§ **SELECTION**:
○ ○ ○
Start your knitting journey with this course for beginners. These step by step youtube video tutorials will help you learn all of the basics from creating your first slip knot, casting on then move on to knit stitch and purl stitch.
Further down the page you will find help with reading patterns and abbreviations that can sometimes seem like reading another language, but don’t worry you’ll be fluent in no time!
Don’t forget to check out the Learn To Knit & Crochet page too for help with yarns, tools and general techniques so you can knit like you mean it!
Learn To Knit For Beginners
Knitting doesn’t need to be an expensive hobby, you just need some needles and some yarn, that’s it!
As KingAndEye has evolved I get more and more messages from new knitters and crocheters and I have realised that most people find it easier to learn with chunkier yarns and larger needles as they can see the way that the yarn travels during each stitch.
If you’re not sure which needle size or material to start with you might want to read this blog post on choosing the right needles first.
You can buy the perfect starter needles, yarns and kits in the shop
Plus, as these projects tend to work up more quickly it it is super satisfying for people who may work more slowly!
So you’ve got your needles and ball of gorgeous yarn, but how do you get it to stay on the needles?
Learn how to create a slip knot in this youtube video tutorial – it literally only takes a minute to learn (actually less than a minute!)
Once you’ve got the knot on your needle, scroll down for the video on how to cast on when knitting
So now you have one loop on your needles but how do you create more?
Casting on is the first stage of knitting and forms the base of your project.
The cable cast on method is perfect for beginners as it gives a great firm edge to your knitting.
Learn how to cast on with this youtube video tutorial, which will walk you through each stage of starting your knitting project.
Learn to knit with this Youtube tutorial. The step by step class will talk you through how to create your first knit stitch through to what to do when you reach the end of your row.
Make sure you stay to end to see how to start your second row!
So now you can knit – hooray!
But to make most patterns you will need to know the other basic stitch, the PURL stitch. By combining knit & purl stitches you will be able to make most patterns that you come across either here with me or on the internet.
Let’s get started with this YouTube tutorial which will walk you really slowly through each stage of the Purl stitch (because who wants to keep pressing pause?)
Knitting Needle Conversion Chart
Knitting needles are made in different sizes and certain sizes are generally recommended for different weight yarns.
Sometimes a pattern might refer to the diameter in mm, sometimes US patterns refer them with a letter – so how do you know which ones to choose?
If you look at the label on your yarn, there will be a recommended size of needle or hook.
Remember this is only a recommendation, sometimes you might need a bigger needle if your work is too tight or a smaller needle if your work is too loose……sometimes you might want to use a bigger needle to give you a different stitch effect.
○ ○ ○
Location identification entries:
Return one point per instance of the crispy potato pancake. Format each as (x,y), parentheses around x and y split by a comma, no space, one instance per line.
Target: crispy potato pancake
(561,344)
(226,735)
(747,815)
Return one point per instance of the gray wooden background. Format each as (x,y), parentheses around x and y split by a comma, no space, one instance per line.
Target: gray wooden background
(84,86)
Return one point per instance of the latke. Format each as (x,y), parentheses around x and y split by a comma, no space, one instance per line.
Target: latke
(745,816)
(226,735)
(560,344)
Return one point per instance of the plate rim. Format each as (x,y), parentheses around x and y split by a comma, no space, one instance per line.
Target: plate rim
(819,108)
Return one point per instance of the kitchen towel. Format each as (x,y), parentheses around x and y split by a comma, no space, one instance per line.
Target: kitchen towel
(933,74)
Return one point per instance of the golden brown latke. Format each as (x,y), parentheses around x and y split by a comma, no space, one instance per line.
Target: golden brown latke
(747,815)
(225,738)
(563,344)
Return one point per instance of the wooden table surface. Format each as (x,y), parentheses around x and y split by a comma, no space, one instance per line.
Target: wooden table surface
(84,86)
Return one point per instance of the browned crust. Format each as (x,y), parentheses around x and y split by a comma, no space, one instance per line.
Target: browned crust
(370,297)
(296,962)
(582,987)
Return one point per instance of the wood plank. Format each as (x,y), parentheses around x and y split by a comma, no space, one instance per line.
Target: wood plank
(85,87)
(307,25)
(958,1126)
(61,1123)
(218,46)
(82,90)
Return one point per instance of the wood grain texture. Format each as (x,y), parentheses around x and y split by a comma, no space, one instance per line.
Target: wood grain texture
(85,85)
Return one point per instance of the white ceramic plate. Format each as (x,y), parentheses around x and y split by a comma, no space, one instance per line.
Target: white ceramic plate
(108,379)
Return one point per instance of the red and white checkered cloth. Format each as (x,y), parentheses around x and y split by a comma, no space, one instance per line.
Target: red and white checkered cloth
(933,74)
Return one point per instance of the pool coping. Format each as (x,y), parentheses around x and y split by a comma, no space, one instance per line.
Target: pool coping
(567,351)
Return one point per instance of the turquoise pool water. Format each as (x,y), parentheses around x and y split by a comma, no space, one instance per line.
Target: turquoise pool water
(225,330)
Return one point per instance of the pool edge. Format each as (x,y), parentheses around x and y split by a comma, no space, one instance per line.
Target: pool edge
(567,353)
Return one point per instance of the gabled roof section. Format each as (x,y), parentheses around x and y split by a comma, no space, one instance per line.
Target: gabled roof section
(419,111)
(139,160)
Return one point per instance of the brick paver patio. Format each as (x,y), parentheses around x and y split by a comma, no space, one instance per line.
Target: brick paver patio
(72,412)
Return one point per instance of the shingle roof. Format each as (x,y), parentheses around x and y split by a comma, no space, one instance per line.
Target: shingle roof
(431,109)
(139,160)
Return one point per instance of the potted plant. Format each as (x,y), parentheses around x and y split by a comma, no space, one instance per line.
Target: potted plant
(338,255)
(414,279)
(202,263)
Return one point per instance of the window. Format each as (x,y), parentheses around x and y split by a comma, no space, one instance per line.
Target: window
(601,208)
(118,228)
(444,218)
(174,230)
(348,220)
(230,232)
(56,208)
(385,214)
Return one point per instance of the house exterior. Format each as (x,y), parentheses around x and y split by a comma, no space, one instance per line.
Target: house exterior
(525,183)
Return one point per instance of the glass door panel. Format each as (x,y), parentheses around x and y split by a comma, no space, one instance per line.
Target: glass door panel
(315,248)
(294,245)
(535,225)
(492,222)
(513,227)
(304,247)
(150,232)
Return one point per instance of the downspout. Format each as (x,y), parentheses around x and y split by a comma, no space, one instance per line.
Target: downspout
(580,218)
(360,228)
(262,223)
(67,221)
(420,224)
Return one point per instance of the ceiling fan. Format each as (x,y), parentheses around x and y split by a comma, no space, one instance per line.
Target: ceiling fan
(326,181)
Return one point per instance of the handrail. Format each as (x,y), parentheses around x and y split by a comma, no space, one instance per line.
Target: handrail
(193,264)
○ ○ ○
§ **WHAT YOU WILL DO**:
**A)** Print the knitting guide from "You can buy" to "your knitting project.".
**B)** Carry on writing the knitting guide after its final sentence.
The records have nothing to do with the knitting guide.

§ **ANSWERS TO THE PROBLEMS**:
**A)**
You can buy the perfect starter needles, yarns and kits in the shop
Plus, as these projects tend to work up more quickly it it is super satisfying for people who may work more slowly!
So you’ve got your needles and ball of gorgeous yarn, but how do you get it to stay on the needles?
Learn how to create a slip knot in this youtube video tutorial – it literally only takes a minute to learn (actually less than a minute!)
Once you’ve got the knot on your needle, scroll down for the video on how to cast on when knitting
So now you have one loop on your needles but how do you create more?
Casting on is the first stage of knitting and forms the base of your project.
The cable cast on method is perfect for beginners as it gives a great firm edge to your knitting.
Learn how to cast on with this youtube video tutorial, which will walk you through each stage of starting your knitting project.

**B)**
The list below gives the usual needle size for the yarn you are working with:
So you’ve decide to give knitting a go (yay, welcome aboard!) but you haven’t started yet because you took one look at Amazon and got scared by the sheer number of tools out there, not to mention all that yummy yarn! How do you choose the right size knitting needles for you?
There may be more knitting needle variations than you can shake a stick at but don’t worry, I’ve got you. How do you know which knitting needles are the right ones for you?
Click the image to find out!
Knitting Terms You Might Come Across in Patterns
Bind Off: When you’re ready to finish the last row, knit two stitches to bind off. Then, slip the first stitch over the second. Repeat until there is only one stitch left. Cut off the remaining yarn and tuck it into the last stitch.
Cast On: Casting on means to create the first stitch of your piece. You make a loop over the left-hand needle and put the right-hand needle through the loop. Then, pass the yarn over and under the right-hand needle and through the loop to the left-hand needle.
Crochet: Although crochet also uses yarn, crocheters use a hooked needle to create more tightly–crafted designs.
Gauge: The gauge indicates how many stitches and rows there are per inch.
Eyelet: This is a decorative edging for knitting projects with small holes.
Knitting Needles: The three types of knitting needles include pin-style needles, double-pointed needles, and circular needles.
Knit Stitch: With this most basic knitting stitch, place the left-hand needle in front of the right-hand needle to transfer a stitch.
Moss Stitch: This is when you switch between a knit stitch and a purl stitch in a row.
Popcorn Stitch: This refers to a bobble on the surface of a knitted project.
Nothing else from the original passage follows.